_EXERCISE GOAL_: Show each line of the material below that contains the string "target", copying every such line in full.

▼

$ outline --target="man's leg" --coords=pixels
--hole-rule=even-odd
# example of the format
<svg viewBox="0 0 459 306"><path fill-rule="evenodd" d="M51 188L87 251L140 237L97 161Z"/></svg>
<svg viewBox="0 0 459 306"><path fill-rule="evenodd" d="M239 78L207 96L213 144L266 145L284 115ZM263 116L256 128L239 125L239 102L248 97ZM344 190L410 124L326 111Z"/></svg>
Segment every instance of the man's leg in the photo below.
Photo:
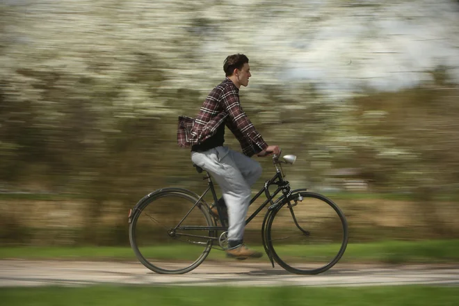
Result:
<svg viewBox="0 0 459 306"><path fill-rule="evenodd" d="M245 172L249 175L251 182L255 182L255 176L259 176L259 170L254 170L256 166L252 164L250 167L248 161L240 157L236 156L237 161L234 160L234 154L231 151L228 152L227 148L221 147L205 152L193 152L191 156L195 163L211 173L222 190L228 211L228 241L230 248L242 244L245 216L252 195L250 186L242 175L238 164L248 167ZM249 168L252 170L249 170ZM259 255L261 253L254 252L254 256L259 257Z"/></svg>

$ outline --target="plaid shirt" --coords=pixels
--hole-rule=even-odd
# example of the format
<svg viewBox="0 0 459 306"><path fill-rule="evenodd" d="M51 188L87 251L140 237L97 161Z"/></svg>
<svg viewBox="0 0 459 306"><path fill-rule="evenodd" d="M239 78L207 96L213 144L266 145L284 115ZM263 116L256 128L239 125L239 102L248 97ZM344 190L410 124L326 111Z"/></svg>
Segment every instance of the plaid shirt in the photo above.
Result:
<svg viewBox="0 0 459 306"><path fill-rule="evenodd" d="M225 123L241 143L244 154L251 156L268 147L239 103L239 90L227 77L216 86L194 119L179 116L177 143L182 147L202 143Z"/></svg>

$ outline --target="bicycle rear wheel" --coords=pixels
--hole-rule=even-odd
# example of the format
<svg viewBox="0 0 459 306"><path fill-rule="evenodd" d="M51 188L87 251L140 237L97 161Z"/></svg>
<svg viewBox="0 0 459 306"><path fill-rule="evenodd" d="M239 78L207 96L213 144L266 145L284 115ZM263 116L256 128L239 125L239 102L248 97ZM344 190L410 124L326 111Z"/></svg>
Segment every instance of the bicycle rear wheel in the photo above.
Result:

▲
▼

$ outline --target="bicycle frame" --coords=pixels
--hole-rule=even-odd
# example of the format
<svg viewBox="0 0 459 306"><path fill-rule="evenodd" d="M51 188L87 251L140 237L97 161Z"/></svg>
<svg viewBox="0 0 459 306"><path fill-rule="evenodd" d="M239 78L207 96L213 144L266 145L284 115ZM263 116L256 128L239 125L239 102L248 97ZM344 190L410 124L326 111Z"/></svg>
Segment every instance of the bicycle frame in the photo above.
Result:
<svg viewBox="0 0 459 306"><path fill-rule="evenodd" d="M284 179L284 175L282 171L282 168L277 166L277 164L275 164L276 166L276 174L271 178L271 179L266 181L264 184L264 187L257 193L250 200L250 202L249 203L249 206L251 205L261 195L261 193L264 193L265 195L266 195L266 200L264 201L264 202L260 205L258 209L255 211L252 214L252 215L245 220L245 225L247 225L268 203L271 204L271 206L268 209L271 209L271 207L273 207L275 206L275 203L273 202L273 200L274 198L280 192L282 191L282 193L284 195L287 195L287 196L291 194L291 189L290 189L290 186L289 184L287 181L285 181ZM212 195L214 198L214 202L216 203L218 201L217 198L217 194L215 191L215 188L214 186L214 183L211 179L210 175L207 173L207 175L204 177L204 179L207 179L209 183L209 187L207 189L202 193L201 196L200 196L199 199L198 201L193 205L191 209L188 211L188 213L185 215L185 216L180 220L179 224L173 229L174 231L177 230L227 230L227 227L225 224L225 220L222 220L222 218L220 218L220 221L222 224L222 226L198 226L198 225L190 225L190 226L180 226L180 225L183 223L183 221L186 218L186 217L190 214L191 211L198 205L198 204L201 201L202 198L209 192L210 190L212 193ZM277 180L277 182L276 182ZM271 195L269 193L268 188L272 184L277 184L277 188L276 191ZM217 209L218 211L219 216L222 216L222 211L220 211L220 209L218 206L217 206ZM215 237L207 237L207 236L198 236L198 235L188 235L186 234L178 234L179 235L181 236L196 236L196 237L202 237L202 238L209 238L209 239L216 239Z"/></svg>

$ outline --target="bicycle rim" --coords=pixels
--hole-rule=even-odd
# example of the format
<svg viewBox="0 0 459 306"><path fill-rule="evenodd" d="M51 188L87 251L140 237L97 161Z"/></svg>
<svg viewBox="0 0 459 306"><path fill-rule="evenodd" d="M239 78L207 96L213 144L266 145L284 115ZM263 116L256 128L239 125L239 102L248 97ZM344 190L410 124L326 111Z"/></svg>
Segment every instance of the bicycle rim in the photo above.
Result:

▲

_RESULT_:
$ outline --target="man's leg" --coords=pixels
$ outline --target="plaid shirt" --coords=pixels
$ outline --target="bicycle rear wheel" --coords=pixels
$ outline --target="bicycle frame" --coords=pixels
$ outline --target="bicycle rim" --coords=pixels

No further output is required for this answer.